Mueller Team Makes Debut in Manafort Trial: Trump Legal Update
(Bloomberg) -- President Donald Trump continued to rage over Robert Mueller even as the special counsel’s team took center stage in a Virginia courtroom, painting Trump’s former campaign manager Paul Manafort as not just a big spender but a tax cheat and liar who deceived banks to get loans to fund a life of luxury.
While the judge sought to rein in prosecutors’ descriptions of Manafort’s spending habits, they still managed to regale the jury with tales of a $15,000 ostrich jacket and $2.2 million spent in home-entertainment systems. Manafort’s bookkeeper and accountant testified, backing up the case that he lied to the Internal Revenue Service and banks, leaving the defense to argue he wouldn’t have kept so much evidence around if he was trying to break the law.
These hazy days of August aren’t for the lazy in Trump’s legal world.

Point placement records
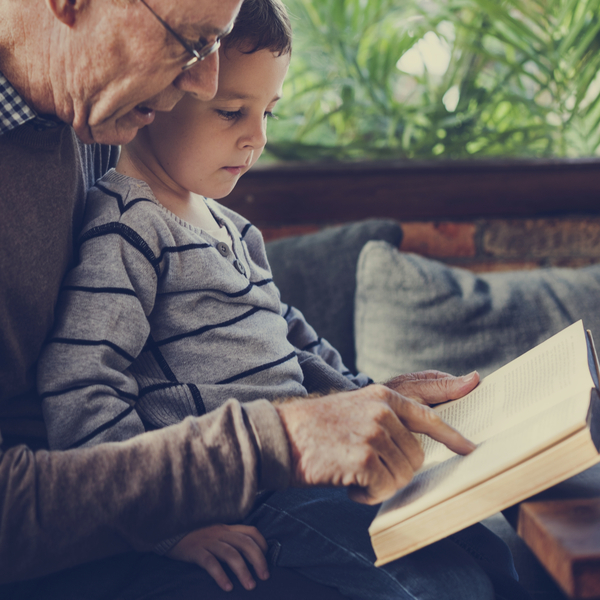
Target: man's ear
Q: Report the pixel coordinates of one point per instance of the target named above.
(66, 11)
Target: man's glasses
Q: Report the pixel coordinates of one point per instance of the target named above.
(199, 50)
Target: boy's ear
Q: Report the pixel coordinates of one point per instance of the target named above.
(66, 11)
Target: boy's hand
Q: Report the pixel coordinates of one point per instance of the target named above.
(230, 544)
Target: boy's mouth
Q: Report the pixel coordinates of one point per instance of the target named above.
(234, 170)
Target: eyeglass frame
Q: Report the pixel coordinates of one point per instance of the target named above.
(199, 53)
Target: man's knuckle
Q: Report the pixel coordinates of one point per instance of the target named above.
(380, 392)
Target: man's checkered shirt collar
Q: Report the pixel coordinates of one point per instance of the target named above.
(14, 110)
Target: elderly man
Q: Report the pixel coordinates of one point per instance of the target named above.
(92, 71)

* * *

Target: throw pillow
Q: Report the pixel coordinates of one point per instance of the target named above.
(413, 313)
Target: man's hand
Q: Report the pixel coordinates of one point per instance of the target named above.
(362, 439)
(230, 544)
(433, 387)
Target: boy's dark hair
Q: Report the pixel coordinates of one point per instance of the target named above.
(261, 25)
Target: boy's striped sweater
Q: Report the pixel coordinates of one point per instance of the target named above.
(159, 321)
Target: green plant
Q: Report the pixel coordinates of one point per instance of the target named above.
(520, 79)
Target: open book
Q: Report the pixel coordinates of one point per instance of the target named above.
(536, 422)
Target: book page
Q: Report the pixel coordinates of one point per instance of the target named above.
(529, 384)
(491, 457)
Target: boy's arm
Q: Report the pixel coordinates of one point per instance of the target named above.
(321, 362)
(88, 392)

==

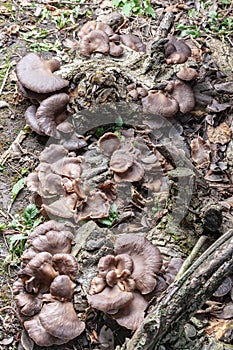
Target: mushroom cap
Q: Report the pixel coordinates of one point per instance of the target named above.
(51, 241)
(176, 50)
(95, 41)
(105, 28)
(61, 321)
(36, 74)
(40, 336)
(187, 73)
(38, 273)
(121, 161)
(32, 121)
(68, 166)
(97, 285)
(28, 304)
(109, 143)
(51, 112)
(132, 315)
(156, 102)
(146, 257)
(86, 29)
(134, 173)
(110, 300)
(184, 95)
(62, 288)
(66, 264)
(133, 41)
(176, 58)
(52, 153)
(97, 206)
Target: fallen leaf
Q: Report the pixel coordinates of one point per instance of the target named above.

- [TASKS FOR THIS EXERCISE]
A. Summarize the Manafort trial update in two sentences.
B. Return the part of the Manafort trial update from "While the judge" up to and including "Trump’s legal world.".
C. Carry the Manafort trial update forward from its last sentence.

- [EXPECTED ANSWERS]
A. While Trump continued to rage over Robert Mueller, the special counsel's team took center stage in a Virginia courtroom and portrayed Trump's former campaign manager Paul Manafort as a tax cheat and liar who deceived banks to get loans to fund a life of luxury. Although the judge sought to rein in descriptions of his spending, jurors heard about a $15,000 ostrich jacket and $2.2 million spent on home-entertainment systems, Manafort's bookkeeper and accountant backed the case that he lied to the IRS and banks, and the defense argued he wouldn't have kept so much evidence around if he had been trying to break the law.

B.
While the judge sought to rein in prosecutors’ descriptions of Manafort’s spending habits, they still managed to regale the jury with tales of a $15,000 ostrich jacket and $2.2 million spent in home-entertainment systems. Manafort’s bookkeeper and accountant testified, backing up the case that he lied to the Internal Revenue Service and banks, leaving the defense to argue he wouldn’t have kept so much evidence around if he was trying to break the law.
These hazy days of August aren’t for the lazy in Trump’s legal world.

C.
Manafort’s Speedy Justice
The pace of Manafort’s tax- and bank-fraud trial is blistering, with U.S. District Judge T.S. Ellis III forcing prosecutors to race through evidence and cutting them off when they spend too long on a topic. “The more I can do to shorten this thing the better,” Ellis told prosecutors. “Then you get to go home and I get to go home.” The prosecutors obliged, calling at least 12 witnesses in the first week, and still managing to tell the jury about Manafort’s extravagant lifestyle. One of Manafort’s accountants testified that her firm agreed to falsify his tax returns because he couldn’t afford the taxes. Prosecutors also elicited testimony from his bookkeeper and another accountant that supported charges Manafort lied on his taxes and bank-loan applications.
Manafort’s lawyers initially put the blame for any wrongdoing on his right-hand man, Rick Gates. But the bookkeeper and accountant testified Manafort was the one to give orders and controlled the finances. That left Manafort’s lawyers arguing at week’s end that Manafort wouldn’t have left evidence around if he was trying to break the law.
The trial is likely to remain the focus of attention next week, when Gates is expected to testify against his former business partner as the prosecution’s star witness -- putting everything in context for the jury.
To convict Manafort of the tax crimes, jurors will have to conclude that he knew the law and broke it anyway.
Regardless of the verdict in Virginia, Manafort is due for a trial on more charges in September in Washington. There, he’s accused of money laundering, obstruction of justice and acting as an unregistered foreign agent. The D.C. judge revoked his bail and sent him to jail after prosecutors said Manafort tried to tamper with witnesses.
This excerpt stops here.